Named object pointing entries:
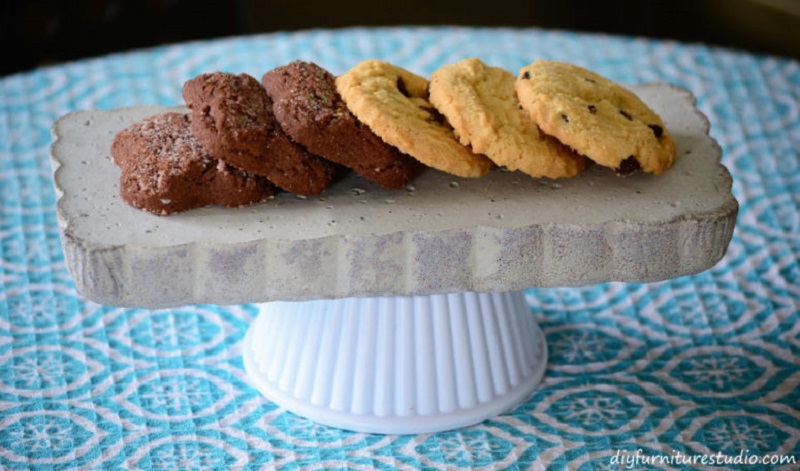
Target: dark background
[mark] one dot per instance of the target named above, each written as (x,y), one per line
(41,32)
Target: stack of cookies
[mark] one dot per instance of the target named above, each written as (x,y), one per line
(299,128)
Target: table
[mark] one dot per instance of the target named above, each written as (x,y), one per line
(700,367)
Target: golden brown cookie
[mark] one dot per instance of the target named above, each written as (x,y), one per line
(595,116)
(393,102)
(480,103)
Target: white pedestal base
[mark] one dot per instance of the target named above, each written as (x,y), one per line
(397,365)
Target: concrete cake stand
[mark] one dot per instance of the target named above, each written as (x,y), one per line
(395,311)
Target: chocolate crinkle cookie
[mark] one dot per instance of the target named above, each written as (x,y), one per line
(310,110)
(166,170)
(232,117)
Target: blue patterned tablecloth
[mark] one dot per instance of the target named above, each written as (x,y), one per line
(699,366)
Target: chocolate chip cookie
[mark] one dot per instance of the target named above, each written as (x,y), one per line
(595,116)
(480,103)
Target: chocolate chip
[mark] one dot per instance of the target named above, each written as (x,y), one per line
(627,166)
(434,116)
(657,130)
(401,86)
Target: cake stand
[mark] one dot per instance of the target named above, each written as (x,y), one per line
(395,311)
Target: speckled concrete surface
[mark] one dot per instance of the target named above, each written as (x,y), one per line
(504,231)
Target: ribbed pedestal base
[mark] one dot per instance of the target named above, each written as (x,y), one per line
(397,365)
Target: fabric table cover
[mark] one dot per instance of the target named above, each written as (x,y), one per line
(667,375)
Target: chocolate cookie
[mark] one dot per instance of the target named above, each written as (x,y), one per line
(233,119)
(393,102)
(480,103)
(166,170)
(310,110)
(595,116)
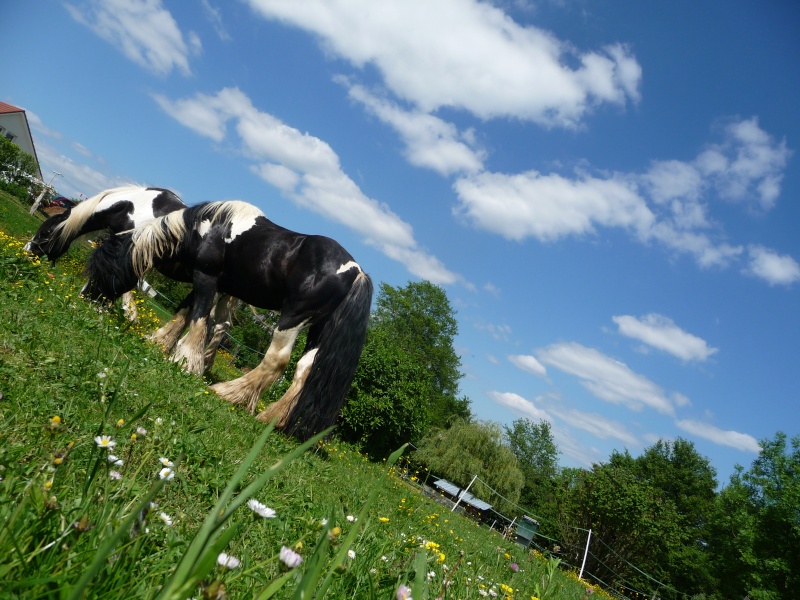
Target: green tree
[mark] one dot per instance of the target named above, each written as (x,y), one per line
(16,168)
(421,321)
(470,448)
(632,523)
(687,479)
(773,485)
(387,402)
(537,454)
(407,378)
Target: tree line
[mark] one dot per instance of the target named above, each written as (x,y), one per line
(660,521)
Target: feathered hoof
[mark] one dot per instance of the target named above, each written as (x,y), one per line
(237,394)
(276,413)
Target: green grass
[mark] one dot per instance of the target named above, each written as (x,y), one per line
(72,524)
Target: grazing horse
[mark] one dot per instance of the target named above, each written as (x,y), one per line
(117,209)
(232,248)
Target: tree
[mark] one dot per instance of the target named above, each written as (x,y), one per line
(407,378)
(16,168)
(632,523)
(537,455)
(688,480)
(419,319)
(773,485)
(387,402)
(467,449)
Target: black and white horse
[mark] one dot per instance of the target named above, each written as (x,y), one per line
(232,248)
(118,209)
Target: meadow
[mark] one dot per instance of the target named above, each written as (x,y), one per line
(122,476)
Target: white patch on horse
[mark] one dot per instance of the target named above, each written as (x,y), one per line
(239,226)
(142,200)
(203,228)
(349,265)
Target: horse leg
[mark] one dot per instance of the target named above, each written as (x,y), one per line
(280,410)
(129,307)
(169,334)
(191,348)
(246,390)
(222,323)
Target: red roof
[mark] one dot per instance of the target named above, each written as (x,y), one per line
(7,108)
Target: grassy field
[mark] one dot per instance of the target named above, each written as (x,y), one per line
(124,477)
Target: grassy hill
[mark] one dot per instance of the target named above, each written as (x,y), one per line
(124,477)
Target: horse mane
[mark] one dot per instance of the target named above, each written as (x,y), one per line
(81,212)
(163,237)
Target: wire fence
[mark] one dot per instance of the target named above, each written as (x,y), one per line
(570,554)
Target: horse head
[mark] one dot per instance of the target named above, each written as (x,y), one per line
(46,240)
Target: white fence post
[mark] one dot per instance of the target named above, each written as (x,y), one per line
(585,553)
(461,495)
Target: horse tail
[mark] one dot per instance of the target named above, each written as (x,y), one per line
(109,271)
(341,340)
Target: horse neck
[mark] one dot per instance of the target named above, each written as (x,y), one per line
(156,242)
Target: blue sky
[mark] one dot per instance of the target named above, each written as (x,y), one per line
(607,191)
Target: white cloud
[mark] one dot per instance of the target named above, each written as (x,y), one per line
(774,268)
(78,179)
(606,378)
(549,207)
(528,363)
(308,171)
(519,405)
(733,439)
(143,30)
(596,424)
(660,332)
(465,54)
(430,142)
(748,166)
(591,423)
(39,127)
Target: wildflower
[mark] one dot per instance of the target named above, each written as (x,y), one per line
(289,557)
(104,441)
(227,561)
(262,511)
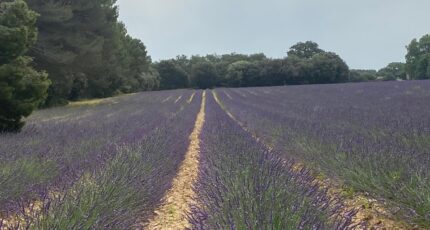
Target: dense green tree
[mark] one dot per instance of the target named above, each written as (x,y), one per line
(172,76)
(203,75)
(272,72)
(86,51)
(393,71)
(22,89)
(327,67)
(308,64)
(418,58)
(305,50)
(358,75)
(243,74)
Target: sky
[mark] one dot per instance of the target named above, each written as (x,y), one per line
(367,34)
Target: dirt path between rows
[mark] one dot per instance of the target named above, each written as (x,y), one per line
(370,213)
(171,214)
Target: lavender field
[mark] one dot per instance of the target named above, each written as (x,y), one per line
(288,157)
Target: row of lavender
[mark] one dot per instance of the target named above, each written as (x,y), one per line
(375,137)
(77,153)
(242,185)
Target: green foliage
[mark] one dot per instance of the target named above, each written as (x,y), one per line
(418,58)
(242,73)
(22,89)
(393,71)
(172,76)
(87,51)
(204,75)
(358,75)
(304,50)
(308,64)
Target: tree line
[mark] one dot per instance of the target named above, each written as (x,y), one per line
(305,63)
(56,51)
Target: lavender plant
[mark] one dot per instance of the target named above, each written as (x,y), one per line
(375,137)
(61,145)
(244,186)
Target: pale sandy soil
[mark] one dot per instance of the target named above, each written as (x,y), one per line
(171,214)
(370,213)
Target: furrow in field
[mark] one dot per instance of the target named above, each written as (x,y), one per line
(369,213)
(167,99)
(178,99)
(171,214)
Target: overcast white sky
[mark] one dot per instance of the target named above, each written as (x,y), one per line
(365,33)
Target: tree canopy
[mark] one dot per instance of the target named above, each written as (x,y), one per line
(418,58)
(86,50)
(22,89)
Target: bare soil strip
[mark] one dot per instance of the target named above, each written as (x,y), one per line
(370,213)
(171,214)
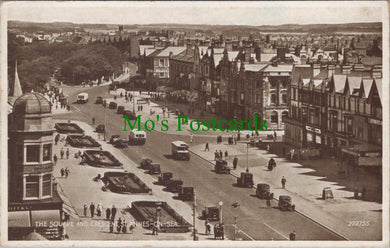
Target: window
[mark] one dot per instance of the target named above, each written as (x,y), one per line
(32,186)
(47,152)
(32,153)
(284,98)
(19,153)
(46,185)
(274,117)
(273,98)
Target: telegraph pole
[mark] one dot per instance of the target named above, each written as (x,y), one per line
(194,217)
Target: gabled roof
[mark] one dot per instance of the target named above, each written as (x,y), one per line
(279,68)
(301,71)
(339,81)
(254,67)
(353,83)
(175,51)
(366,86)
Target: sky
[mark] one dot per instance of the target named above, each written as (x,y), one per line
(214,13)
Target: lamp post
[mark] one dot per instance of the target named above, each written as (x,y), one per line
(220,203)
(194,217)
(247,157)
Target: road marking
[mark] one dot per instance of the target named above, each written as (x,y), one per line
(281,234)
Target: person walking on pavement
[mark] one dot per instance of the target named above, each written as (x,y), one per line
(99,209)
(235,162)
(293,235)
(62,152)
(119,225)
(92,209)
(283,182)
(85,208)
(207,147)
(108,213)
(113,212)
(55,158)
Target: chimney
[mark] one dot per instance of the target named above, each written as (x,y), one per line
(258,53)
(331,70)
(346,69)
(316,69)
(376,71)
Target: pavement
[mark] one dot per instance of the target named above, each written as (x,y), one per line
(79,189)
(255,220)
(305,187)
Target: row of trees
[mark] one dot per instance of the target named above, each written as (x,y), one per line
(72,63)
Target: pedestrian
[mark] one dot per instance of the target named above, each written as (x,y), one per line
(85,208)
(207,226)
(57,138)
(55,158)
(235,162)
(119,225)
(283,182)
(99,209)
(292,235)
(124,226)
(111,226)
(356,193)
(364,191)
(92,209)
(113,212)
(108,213)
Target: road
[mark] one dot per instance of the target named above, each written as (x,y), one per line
(254,220)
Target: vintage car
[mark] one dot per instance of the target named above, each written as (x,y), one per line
(263,191)
(112,105)
(154,169)
(245,180)
(100,128)
(221,167)
(120,109)
(164,178)
(211,213)
(99,100)
(187,194)
(174,185)
(285,203)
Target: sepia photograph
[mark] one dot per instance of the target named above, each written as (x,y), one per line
(195,124)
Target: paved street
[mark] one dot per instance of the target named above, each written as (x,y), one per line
(254,219)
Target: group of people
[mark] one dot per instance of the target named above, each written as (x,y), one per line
(65,172)
(219,154)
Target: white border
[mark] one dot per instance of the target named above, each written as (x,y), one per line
(386,112)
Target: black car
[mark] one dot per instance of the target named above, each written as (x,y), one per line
(130,114)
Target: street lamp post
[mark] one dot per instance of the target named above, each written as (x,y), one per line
(194,217)
(220,203)
(247,157)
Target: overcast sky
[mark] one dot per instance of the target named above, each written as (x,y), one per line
(227,13)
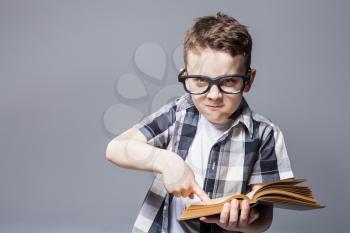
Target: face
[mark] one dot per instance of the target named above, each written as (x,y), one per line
(217,107)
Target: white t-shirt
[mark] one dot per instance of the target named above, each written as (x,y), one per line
(197,158)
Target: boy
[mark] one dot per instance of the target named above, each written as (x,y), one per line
(208,143)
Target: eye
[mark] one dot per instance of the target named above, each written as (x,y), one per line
(198,79)
(229,82)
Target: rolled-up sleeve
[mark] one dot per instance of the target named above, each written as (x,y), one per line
(273,162)
(156,126)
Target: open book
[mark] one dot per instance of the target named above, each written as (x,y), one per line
(281,194)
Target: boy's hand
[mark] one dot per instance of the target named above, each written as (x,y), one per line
(234,216)
(179,178)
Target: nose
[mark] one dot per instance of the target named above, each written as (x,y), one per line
(214,93)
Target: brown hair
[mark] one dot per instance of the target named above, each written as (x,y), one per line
(220,32)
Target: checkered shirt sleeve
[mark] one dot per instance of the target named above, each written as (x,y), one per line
(273,162)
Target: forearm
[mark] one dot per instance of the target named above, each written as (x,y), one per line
(133,154)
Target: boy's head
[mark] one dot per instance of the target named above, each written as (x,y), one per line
(217,46)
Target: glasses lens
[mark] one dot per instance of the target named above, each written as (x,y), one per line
(196,85)
(231,84)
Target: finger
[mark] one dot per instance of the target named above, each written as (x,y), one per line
(253,215)
(233,221)
(177,194)
(210,219)
(201,194)
(225,214)
(245,209)
(184,193)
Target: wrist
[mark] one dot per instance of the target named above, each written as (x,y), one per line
(164,159)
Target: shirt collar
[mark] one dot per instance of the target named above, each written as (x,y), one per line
(243,114)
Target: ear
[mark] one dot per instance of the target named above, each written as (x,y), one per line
(250,83)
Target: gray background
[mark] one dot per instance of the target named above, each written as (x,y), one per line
(59,62)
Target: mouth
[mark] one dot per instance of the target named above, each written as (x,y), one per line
(214,106)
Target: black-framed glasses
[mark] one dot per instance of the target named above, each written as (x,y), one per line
(200,84)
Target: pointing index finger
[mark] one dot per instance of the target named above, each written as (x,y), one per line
(201,194)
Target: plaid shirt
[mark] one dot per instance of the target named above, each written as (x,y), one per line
(251,151)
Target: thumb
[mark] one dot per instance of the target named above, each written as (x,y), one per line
(201,194)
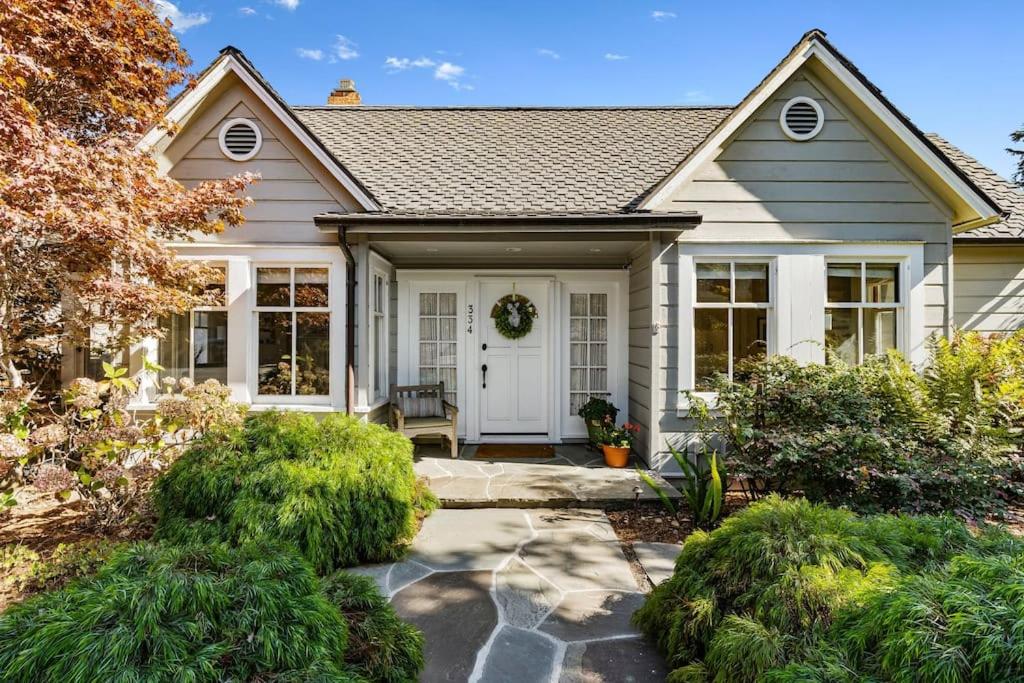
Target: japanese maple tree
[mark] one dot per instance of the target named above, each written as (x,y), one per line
(84,213)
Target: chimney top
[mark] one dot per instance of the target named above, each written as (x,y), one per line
(345,93)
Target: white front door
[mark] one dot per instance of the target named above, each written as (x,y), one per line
(514,386)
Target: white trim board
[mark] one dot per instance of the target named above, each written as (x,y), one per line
(228,63)
(983,213)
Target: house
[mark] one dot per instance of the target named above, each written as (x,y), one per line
(657,245)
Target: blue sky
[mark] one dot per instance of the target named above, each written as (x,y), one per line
(954,68)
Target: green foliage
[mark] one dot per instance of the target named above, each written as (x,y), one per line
(189,613)
(880,436)
(381,646)
(771,585)
(341,491)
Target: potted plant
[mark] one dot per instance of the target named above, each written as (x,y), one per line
(616,442)
(594,414)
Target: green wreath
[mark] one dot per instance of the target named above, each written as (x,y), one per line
(513,315)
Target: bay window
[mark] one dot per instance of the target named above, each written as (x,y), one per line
(293,324)
(863,309)
(731,309)
(195,343)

▸ Task requirements
Exactly reproduce the lines from the one containing "Target: chimney top" through the end of the records, and only those lines.

▸ Task response
Target: chimney top
[mark] one dot per instance of the target named above, each written as (x,y), one per line
(345,93)
Target: white front door
[mark] one dot per instance of the target named above, each written as (x,y), one per line
(514,386)
Target: white trim board
[mark] one dot per instance of the target named above, each written as (x,y), one per line
(228,63)
(983,213)
Target: house
[mark] one dot per instance of the target named above, each written as (x,y), one per line
(657,245)
Target: blue sky
[mark] one dot per instance of the target named above, each written as (x,y), one per line
(954,68)
Target: green foliage
[mark] one dot per instance of the target named above, each written as (x,y), one per line
(189,613)
(880,436)
(381,646)
(771,585)
(341,491)
Target: potted plant
[mark] one dot per instance of the target named above, each written as (x,y), one per line
(616,442)
(594,414)
Target: green wreath
[mark] one dot per instance of the target named above, each written as (x,y), one per line
(513,315)
Target: bay window
[mark] one dot per instance of the target named above, each written as (x,y), one per line
(293,324)
(863,309)
(731,309)
(195,343)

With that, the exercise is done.